# Fishing with the girls



## capthoop (Oct 28, 2007)

I had my great grand daughter Kyra and Layla Bowers with me for a few hours between the storms. We headed out knowing we would have to come back soon due to weather.










They loved the ride out but it did nothing for their already wild hair. 










At our first place we found the ever present hardhead catfish. Although they did provide action the girls knew they were just throw back fish that were eating all our bait.










With the flood tides and getting near high tide my effort to find any moving water or for that matter any half way clean water was a challenge in itself. After a few moves Layla puts the first fish in the boat.










The winds were picking up and a small storm was close by. With nothing else happening except the catfish I went to another completely different area. At this place we had some beautiful observers watching our fishing skills. They were not afraid of us at all.










This place was good to us because Kyra was able to put a redfish in the box. By this time she was all fished out and wanted to head back to the house so she could go swimming. 










Layla added another redfish to the box. These are all around 17 inches. I do not know how fast they grow but the ones I was getting in the spring were just under 16 inches. I hope they grew that fast. The storms were threatening so we called it. Did not see lightning but the ones near us were rumbling with thunder.










The next day Kyra stayed at home and Layla and I went fishing. Read the above and you have the same trip. Catfish then a flounder then the redfish and the nasty storms sending us back home. We never got wet except for a spray or 2 while running.

:::

§ Direction A: Copy the fishing trip post from "With the flood" up to and including "in the boat.".
§ Direction B: Proceed with the fishing trip post, picking up after its final sentence.

:::

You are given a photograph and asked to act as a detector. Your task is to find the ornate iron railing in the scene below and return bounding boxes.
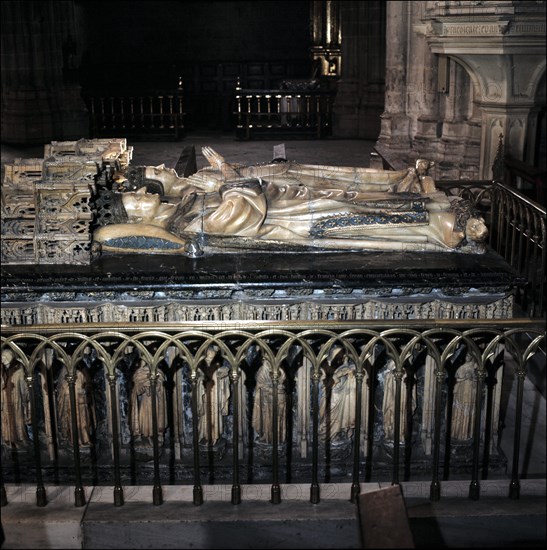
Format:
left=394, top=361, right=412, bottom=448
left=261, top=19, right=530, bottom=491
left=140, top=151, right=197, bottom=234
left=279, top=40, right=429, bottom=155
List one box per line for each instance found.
left=2, top=319, right=545, bottom=506
left=437, top=180, right=547, bottom=318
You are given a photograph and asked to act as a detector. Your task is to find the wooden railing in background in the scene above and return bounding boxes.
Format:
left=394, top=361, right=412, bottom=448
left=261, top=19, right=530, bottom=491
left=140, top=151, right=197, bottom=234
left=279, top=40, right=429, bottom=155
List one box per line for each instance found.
left=83, top=81, right=185, bottom=141
left=234, top=83, right=334, bottom=139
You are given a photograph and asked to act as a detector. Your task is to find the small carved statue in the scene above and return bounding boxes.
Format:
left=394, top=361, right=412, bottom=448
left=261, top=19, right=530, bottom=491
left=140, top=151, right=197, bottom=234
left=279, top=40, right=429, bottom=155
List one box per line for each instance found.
left=198, top=345, right=230, bottom=445
left=1, top=349, right=31, bottom=448
left=382, top=359, right=416, bottom=443
left=131, top=359, right=167, bottom=446
left=450, top=353, right=477, bottom=441
left=58, top=367, right=96, bottom=447
left=252, top=359, right=287, bottom=444
left=319, top=346, right=357, bottom=441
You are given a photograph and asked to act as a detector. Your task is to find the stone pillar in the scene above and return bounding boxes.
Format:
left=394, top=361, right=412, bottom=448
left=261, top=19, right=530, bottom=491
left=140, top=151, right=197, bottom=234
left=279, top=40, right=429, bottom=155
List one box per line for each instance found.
left=378, top=1, right=411, bottom=151
left=0, top=0, right=89, bottom=144
left=426, top=1, right=546, bottom=179
left=333, top=1, right=385, bottom=139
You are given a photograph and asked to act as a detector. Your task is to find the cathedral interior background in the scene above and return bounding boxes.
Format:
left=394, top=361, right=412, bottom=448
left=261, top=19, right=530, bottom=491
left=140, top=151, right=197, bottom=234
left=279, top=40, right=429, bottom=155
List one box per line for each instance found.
left=0, top=0, right=546, bottom=548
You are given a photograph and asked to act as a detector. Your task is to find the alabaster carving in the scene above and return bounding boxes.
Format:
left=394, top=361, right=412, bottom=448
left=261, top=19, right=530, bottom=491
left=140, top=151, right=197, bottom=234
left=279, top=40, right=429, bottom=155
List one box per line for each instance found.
left=93, top=147, right=487, bottom=256
left=1, top=349, right=31, bottom=448
left=450, top=353, right=477, bottom=441
left=58, top=367, right=96, bottom=447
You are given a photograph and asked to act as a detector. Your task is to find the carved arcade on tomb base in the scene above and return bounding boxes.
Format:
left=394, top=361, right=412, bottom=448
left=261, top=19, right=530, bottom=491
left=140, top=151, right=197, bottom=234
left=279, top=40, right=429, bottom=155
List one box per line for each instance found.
left=1, top=139, right=536, bottom=492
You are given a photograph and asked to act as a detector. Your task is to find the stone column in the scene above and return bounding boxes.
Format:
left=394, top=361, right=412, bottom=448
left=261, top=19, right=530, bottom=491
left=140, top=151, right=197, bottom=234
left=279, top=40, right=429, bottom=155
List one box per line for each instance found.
left=426, top=2, right=545, bottom=179
left=378, top=1, right=411, bottom=151
left=333, top=1, right=385, bottom=139
left=0, top=0, right=89, bottom=144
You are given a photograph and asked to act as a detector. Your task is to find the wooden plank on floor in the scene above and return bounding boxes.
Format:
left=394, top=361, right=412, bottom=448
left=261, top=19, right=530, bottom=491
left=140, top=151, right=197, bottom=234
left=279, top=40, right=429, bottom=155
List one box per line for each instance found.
left=358, top=485, right=415, bottom=548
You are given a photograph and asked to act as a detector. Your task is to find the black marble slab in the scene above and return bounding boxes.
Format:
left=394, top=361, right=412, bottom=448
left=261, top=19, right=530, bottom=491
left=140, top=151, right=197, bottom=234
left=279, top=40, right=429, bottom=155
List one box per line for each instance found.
left=2, top=250, right=524, bottom=300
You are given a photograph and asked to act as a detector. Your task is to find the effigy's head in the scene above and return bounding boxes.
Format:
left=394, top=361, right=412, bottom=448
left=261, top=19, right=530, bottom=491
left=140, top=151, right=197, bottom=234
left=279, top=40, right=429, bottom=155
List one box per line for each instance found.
left=416, top=159, right=435, bottom=176
left=465, top=215, right=488, bottom=243
left=121, top=187, right=161, bottom=223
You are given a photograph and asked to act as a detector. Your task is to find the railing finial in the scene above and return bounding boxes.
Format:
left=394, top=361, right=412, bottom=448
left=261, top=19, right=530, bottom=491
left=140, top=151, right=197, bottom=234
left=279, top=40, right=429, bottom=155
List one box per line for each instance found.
left=492, top=134, right=504, bottom=181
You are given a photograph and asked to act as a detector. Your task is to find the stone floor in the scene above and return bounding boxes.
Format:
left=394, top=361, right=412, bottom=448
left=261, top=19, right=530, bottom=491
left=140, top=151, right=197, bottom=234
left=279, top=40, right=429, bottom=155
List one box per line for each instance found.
left=1, top=134, right=547, bottom=549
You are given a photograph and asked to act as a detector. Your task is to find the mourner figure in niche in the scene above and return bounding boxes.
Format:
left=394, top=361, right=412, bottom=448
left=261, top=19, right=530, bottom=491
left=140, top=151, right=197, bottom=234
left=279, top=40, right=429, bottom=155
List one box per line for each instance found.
left=382, top=359, right=416, bottom=443
left=450, top=354, right=477, bottom=441
left=319, top=346, right=357, bottom=441
left=58, top=367, right=96, bottom=447
left=131, top=359, right=167, bottom=446
left=252, top=359, right=287, bottom=444
left=93, top=148, right=487, bottom=254
left=197, top=346, right=230, bottom=445
left=1, top=349, right=31, bottom=448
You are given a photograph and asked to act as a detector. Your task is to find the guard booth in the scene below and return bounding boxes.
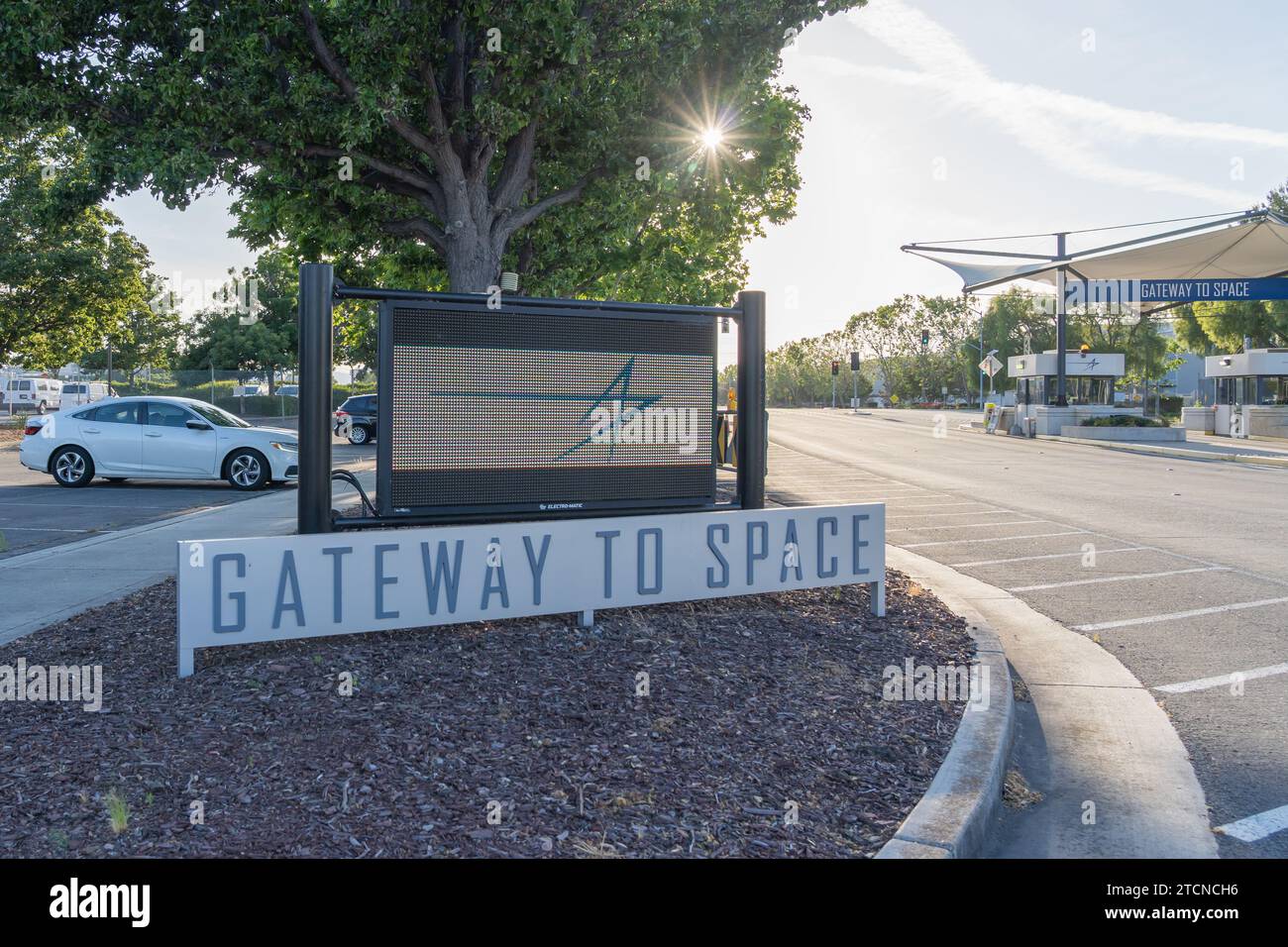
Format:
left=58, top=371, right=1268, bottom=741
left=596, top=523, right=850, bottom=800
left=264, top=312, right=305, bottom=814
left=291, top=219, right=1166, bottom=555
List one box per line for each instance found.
left=1184, top=348, right=1288, bottom=437
left=999, top=349, right=1127, bottom=436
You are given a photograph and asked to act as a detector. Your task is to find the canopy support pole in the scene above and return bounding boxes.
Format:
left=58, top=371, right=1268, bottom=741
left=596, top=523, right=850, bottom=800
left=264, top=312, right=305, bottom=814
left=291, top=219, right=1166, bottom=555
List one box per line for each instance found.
left=1055, top=233, right=1069, bottom=407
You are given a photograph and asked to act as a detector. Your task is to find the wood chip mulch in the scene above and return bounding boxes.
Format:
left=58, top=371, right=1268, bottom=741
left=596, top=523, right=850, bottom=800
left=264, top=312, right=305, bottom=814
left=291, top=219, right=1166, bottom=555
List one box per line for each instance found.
left=0, top=573, right=974, bottom=857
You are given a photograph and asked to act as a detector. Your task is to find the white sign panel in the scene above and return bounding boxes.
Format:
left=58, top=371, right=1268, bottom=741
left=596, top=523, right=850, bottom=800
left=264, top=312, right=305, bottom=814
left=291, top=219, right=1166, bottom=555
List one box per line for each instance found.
left=179, top=504, right=885, bottom=677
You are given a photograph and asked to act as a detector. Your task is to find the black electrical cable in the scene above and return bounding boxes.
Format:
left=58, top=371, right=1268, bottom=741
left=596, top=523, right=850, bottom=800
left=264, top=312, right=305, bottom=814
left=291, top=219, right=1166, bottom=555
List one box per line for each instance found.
left=331, top=469, right=380, bottom=518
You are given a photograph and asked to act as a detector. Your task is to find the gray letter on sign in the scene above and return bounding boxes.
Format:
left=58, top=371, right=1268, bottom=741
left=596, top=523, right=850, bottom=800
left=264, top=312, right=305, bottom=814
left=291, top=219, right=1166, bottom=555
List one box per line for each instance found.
left=818, top=517, right=837, bottom=579
left=707, top=523, right=729, bottom=588
left=854, top=513, right=872, bottom=576
left=480, top=536, right=510, bottom=612
left=273, top=549, right=304, bottom=631
left=322, top=546, right=353, bottom=625
left=210, top=553, right=246, bottom=634
left=420, top=540, right=465, bottom=614
left=747, top=519, right=769, bottom=585
left=595, top=530, right=622, bottom=598
left=523, top=533, right=550, bottom=605
left=376, top=543, right=398, bottom=618
left=778, top=517, right=805, bottom=582
left=635, top=526, right=662, bottom=595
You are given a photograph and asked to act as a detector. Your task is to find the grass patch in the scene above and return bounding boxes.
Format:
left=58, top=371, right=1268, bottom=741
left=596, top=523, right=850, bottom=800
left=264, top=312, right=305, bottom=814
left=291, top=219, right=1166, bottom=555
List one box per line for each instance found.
left=103, top=789, right=130, bottom=835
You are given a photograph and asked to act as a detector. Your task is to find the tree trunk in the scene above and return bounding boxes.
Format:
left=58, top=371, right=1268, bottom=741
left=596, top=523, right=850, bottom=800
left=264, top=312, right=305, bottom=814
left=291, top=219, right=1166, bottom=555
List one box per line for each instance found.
left=447, top=222, right=501, bottom=292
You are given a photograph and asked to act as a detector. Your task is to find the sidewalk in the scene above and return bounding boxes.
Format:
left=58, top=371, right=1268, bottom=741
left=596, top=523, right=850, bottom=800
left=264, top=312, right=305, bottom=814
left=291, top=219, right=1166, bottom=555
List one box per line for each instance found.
left=0, top=471, right=375, bottom=644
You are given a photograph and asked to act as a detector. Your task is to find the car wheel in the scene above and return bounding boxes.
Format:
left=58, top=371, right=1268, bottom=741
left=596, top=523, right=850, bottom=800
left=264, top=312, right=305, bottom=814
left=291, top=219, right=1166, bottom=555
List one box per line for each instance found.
left=224, top=447, right=271, bottom=489
left=49, top=447, right=94, bottom=487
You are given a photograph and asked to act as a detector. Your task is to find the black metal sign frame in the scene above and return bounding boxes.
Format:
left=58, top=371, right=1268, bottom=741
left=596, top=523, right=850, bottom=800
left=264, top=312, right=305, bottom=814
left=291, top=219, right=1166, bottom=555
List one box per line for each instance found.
left=376, top=296, right=717, bottom=522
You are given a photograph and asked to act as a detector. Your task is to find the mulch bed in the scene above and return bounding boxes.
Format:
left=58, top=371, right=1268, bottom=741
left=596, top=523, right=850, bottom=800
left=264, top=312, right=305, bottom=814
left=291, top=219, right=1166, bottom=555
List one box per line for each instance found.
left=0, top=573, right=974, bottom=857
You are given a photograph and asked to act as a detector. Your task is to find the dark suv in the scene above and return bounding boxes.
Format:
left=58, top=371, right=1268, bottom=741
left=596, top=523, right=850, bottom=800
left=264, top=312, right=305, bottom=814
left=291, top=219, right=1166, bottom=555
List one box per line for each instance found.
left=331, top=394, right=376, bottom=445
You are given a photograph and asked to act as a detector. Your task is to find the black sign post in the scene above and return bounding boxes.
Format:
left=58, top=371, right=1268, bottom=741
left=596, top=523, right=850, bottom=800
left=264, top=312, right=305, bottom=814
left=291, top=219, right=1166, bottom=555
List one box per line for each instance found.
left=738, top=290, right=769, bottom=510
left=296, top=263, right=335, bottom=533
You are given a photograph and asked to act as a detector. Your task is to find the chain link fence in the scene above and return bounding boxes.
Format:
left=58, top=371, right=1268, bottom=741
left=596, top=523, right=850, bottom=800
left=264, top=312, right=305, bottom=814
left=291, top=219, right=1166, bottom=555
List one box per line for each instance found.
left=0, top=368, right=376, bottom=421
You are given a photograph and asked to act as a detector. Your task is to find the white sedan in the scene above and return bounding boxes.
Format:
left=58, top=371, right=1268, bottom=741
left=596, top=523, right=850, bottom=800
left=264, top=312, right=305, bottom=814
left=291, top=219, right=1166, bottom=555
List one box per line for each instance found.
left=18, top=398, right=299, bottom=489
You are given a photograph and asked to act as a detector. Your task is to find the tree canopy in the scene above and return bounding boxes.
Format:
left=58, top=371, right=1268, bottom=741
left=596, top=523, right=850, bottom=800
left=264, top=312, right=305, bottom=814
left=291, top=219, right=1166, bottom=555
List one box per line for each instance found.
left=0, top=0, right=862, bottom=301
left=0, top=130, right=152, bottom=369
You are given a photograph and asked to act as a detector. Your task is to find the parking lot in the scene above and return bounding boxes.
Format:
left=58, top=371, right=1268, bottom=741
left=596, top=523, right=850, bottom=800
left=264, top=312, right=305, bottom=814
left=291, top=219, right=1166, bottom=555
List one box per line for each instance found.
left=768, top=410, right=1288, bottom=858
left=0, top=438, right=376, bottom=559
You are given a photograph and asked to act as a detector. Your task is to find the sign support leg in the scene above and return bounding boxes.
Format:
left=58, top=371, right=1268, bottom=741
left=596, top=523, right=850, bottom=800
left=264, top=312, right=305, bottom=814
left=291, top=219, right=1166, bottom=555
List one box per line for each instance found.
left=737, top=290, right=768, bottom=510
left=296, top=263, right=335, bottom=533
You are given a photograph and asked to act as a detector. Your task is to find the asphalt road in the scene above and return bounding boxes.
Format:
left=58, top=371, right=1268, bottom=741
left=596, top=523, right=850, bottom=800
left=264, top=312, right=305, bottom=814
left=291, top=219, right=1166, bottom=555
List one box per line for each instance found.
left=768, top=410, right=1288, bottom=858
left=0, top=438, right=376, bottom=559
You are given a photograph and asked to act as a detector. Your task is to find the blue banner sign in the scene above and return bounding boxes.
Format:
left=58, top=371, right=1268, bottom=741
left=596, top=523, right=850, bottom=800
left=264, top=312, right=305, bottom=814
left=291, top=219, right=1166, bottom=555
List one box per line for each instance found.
left=1065, top=277, right=1288, bottom=305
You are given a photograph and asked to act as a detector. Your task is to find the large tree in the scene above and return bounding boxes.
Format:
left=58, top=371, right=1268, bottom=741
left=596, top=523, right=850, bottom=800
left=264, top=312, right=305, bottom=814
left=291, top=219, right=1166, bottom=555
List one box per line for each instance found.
left=0, top=0, right=862, bottom=297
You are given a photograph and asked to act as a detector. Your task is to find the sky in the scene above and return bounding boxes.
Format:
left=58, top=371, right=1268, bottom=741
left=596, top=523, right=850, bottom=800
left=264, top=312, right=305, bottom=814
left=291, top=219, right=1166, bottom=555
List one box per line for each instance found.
left=113, top=0, right=1288, bottom=359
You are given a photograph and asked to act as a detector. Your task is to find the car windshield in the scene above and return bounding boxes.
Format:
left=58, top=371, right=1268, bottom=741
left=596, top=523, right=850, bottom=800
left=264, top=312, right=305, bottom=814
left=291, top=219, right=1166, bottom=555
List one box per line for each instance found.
left=188, top=402, right=255, bottom=428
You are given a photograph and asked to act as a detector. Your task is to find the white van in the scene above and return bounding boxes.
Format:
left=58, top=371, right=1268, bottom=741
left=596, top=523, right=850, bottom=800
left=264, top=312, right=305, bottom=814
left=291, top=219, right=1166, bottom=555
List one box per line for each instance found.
left=63, top=381, right=111, bottom=407
left=4, top=377, right=63, bottom=415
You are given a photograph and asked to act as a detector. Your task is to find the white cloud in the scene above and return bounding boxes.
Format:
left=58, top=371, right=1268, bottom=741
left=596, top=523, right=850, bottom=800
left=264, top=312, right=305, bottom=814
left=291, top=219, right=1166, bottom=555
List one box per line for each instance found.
left=829, top=0, right=1288, bottom=209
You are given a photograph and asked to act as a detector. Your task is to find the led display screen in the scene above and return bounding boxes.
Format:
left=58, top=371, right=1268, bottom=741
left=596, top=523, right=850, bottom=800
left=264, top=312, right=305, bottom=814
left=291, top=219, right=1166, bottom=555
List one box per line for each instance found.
left=377, top=303, right=716, bottom=515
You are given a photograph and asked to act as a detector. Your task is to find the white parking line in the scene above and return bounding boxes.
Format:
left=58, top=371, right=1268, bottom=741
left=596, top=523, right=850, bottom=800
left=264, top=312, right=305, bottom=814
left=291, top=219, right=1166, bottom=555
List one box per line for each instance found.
left=1154, top=664, right=1288, bottom=693
left=948, top=546, right=1150, bottom=570
left=1073, top=598, right=1288, bottom=631
left=0, top=524, right=90, bottom=532
left=899, top=497, right=984, bottom=507
left=1008, top=566, right=1231, bottom=591
left=886, top=507, right=1015, bottom=523
left=901, top=530, right=1087, bottom=549
left=886, top=519, right=1051, bottom=532
left=1214, top=805, right=1288, bottom=841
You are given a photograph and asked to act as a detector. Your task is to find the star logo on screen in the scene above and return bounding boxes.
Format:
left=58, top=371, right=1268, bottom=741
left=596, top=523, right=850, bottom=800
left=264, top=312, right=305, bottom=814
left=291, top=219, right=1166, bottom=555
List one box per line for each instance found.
left=557, top=357, right=661, bottom=460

:::

§ Reply A:
With the flood tides and getting near high tide my effort to find any moving water or for that matter any half way clean water was a challenge in itself. After a few moves Layla puts the first fish in the boat.

§ Reply B:
After I cleaned the fish and while I was washing the boat Layla was practicing her casting in the yard. This girl loves to fish and I know her and I will be spending some time on the water this summer. I told her mom, Shannon, "Before I am finished with her she will be fishing the tournaments".










Life is Good!
Fishing is not a matter of life or death. It's more important than that.

CAPT HOOP -- OUR FREEDOM


----------



## BananaTom (Feb 16, 2008)

Where was this, I thinking That is the Empire Bridge in the first PIC??

Anyway, great to watch kids fish any and all day.

Congrats on the smiles


----------



## cobe killer (Apr 13, 2008)

nice report. looks like a fun day. can hardly wait to start taking my granddaughter out fishing.


----------



## Jason (Oct 2, 2007)

Awesome work w/ them gals!!! They'll remember days like this fer ever!!!! They looked like they had a blast!


----------



## capthoop (Oct 28, 2007)

You know your areas well Tom. I live right there. That is where I usually go out of when not on charters. Most of my charters are out of Venice.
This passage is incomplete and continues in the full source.